> [Compito]:
Rispondi alle domande seguenti in base al testo sulla mostra di Boris Mikhailov.
(a) In quale anno e in quale città è nato Boris Mikhailov?
(b) Fino a quale data resta aperta la mostra al Palazzo delle Esposizioni di Roma?
(c) A quale decennio risalgono le diapositive di “Yesterday’s Sandwich”?

> [Sezione del documento]:
:::

Se cercate colui che ha meglio usato le immagini per stigmatizzare cadenza e decadenza in Russia e Ucraina, questi è di fatto Boris Mikhailov (1938, Kharkov): sessant’anni di carriera in cui la fotografia si è confermata strumento di decostruzione politica e ricostruzione iconografica dei fatti sociali. Un’eterogenea e detonante visione dei propri mondi secondo cicli tematici chiusi, come se ogni invenzione fosse il racconto metafisico dietro la fisica del singolo reportage.
La mostra al Palazzo delle Esposizioni di Roma (Boris Mikhailov: Ukrainian Diary, aperta fino al 28 gennaio 2024) conferma, in realtà, il superamento dello stesso reportage con una sedimentazione pittorica che trasforma, deforma e riforma l’origine analogica della foto. Pensiamo alle diapositive anni Sessanta di “Yesterday’s Sandwich” con cui Mikhailov fondeva scatti di varia natura, incrociando dissolvenze che sovreccitavano il naturalismo e riportavano l’utopia visuale nel solco di Platonov, Bulgakov e Gogol’.

:::

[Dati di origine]

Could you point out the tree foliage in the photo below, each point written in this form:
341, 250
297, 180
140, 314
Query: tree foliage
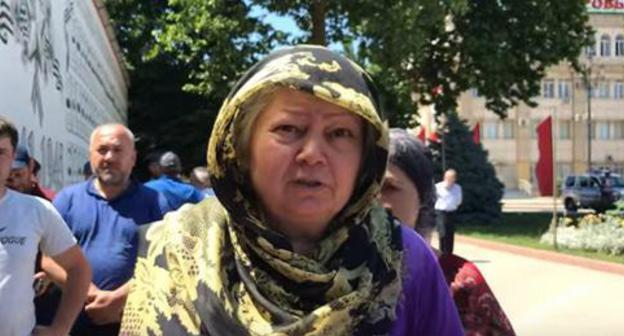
501, 48
183, 56
412, 48
482, 191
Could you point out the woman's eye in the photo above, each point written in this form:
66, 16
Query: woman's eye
387, 187
289, 132
342, 133
286, 129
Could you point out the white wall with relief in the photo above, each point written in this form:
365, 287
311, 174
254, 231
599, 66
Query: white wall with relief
59, 78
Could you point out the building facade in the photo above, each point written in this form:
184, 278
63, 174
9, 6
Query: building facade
582, 114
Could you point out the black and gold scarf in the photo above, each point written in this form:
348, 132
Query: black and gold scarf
217, 268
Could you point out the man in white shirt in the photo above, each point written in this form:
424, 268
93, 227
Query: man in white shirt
448, 199
26, 224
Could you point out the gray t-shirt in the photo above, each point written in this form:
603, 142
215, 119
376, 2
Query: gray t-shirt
26, 223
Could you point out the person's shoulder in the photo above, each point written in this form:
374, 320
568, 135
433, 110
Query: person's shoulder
418, 257
30, 202
80, 187
190, 220
146, 191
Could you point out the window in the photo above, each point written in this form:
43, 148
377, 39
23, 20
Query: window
602, 130
534, 124
592, 130
508, 129
569, 181
618, 90
491, 130
583, 181
564, 89
563, 169
618, 130
591, 48
605, 46
619, 45
548, 88
603, 89
564, 129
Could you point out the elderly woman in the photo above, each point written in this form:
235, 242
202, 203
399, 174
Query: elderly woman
408, 191
295, 243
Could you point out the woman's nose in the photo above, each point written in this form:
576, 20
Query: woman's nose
312, 151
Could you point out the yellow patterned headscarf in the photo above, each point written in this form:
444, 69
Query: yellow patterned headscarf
217, 268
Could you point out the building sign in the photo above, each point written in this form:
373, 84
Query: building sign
605, 6
59, 78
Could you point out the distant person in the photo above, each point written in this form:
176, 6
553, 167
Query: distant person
27, 224
49, 193
23, 178
408, 192
448, 199
105, 214
169, 184
200, 179
87, 172
152, 161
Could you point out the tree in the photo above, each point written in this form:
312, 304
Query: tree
183, 56
482, 191
501, 48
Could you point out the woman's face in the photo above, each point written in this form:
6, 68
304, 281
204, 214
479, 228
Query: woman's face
400, 195
305, 154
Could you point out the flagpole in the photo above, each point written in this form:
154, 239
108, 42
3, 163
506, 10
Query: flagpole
554, 180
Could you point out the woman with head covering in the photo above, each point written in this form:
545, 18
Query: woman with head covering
408, 192
295, 243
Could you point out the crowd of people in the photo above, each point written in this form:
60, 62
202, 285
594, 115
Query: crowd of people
311, 218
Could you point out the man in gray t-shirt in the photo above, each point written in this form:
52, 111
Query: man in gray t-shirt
26, 224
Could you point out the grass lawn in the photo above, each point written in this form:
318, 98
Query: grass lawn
525, 229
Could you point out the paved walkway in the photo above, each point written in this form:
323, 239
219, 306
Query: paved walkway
548, 297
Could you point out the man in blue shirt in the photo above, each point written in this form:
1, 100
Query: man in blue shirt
170, 185
104, 213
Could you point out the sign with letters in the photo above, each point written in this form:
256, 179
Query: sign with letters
605, 6
59, 79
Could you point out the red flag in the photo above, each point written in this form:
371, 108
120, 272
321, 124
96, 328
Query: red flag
421, 134
476, 134
543, 169
434, 137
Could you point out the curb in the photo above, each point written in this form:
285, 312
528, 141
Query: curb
596, 265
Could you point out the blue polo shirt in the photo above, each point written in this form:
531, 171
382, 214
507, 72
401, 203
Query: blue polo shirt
175, 191
107, 230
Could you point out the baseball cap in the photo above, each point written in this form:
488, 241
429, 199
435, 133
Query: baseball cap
170, 160
22, 158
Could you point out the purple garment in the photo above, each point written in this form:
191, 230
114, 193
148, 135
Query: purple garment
426, 307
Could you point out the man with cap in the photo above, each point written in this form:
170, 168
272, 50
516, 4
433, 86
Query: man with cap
27, 224
170, 185
23, 177
105, 214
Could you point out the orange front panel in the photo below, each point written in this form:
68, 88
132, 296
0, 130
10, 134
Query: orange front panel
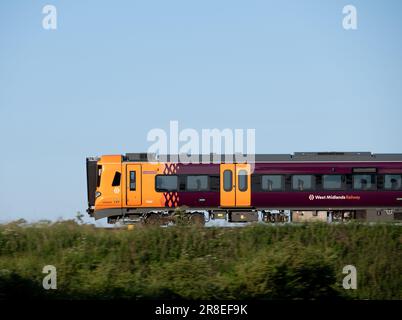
243, 185
235, 185
227, 188
133, 185
110, 193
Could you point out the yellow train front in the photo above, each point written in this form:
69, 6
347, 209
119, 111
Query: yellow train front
321, 186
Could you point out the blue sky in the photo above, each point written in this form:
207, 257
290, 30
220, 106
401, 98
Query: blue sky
113, 70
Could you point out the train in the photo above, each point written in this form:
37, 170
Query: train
303, 186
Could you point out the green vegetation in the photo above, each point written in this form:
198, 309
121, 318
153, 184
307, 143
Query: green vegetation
254, 262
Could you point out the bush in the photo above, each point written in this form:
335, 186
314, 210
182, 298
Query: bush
254, 262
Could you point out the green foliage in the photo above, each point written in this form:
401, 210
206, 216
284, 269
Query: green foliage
254, 262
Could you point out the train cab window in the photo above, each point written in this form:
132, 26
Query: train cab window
303, 182
392, 181
227, 180
332, 181
363, 182
166, 183
116, 179
271, 182
197, 183
99, 175
133, 181
242, 176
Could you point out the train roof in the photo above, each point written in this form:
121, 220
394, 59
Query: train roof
296, 157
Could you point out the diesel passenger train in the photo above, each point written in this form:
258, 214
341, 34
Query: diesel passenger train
331, 186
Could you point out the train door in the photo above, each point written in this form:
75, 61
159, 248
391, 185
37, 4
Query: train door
133, 185
235, 185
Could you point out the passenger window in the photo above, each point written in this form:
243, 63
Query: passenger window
166, 183
116, 179
197, 183
271, 182
332, 181
133, 181
242, 176
303, 182
392, 181
363, 182
227, 180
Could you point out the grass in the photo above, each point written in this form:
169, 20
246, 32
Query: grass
255, 262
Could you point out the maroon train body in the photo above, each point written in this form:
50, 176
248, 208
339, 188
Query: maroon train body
301, 187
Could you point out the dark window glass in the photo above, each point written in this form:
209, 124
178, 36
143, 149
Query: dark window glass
133, 181
242, 176
116, 179
332, 181
303, 182
392, 181
166, 183
99, 175
227, 180
363, 182
271, 182
197, 183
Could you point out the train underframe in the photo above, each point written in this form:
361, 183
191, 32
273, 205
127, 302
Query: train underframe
200, 217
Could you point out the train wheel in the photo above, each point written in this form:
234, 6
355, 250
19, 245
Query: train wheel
197, 219
153, 219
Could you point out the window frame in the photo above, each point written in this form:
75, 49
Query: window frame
313, 183
343, 182
167, 175
117, 176
130, 180
197, 175
274, 190
373, 184
231, 180
246, 181
392, 174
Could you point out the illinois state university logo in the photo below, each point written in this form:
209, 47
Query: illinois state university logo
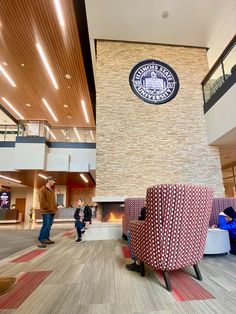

:::

> [Risposta]:
(a) Nel 1938, a Kharkov.
(b) Fino al 28 gennaio 2024.
(c) Agli anni Sessanta.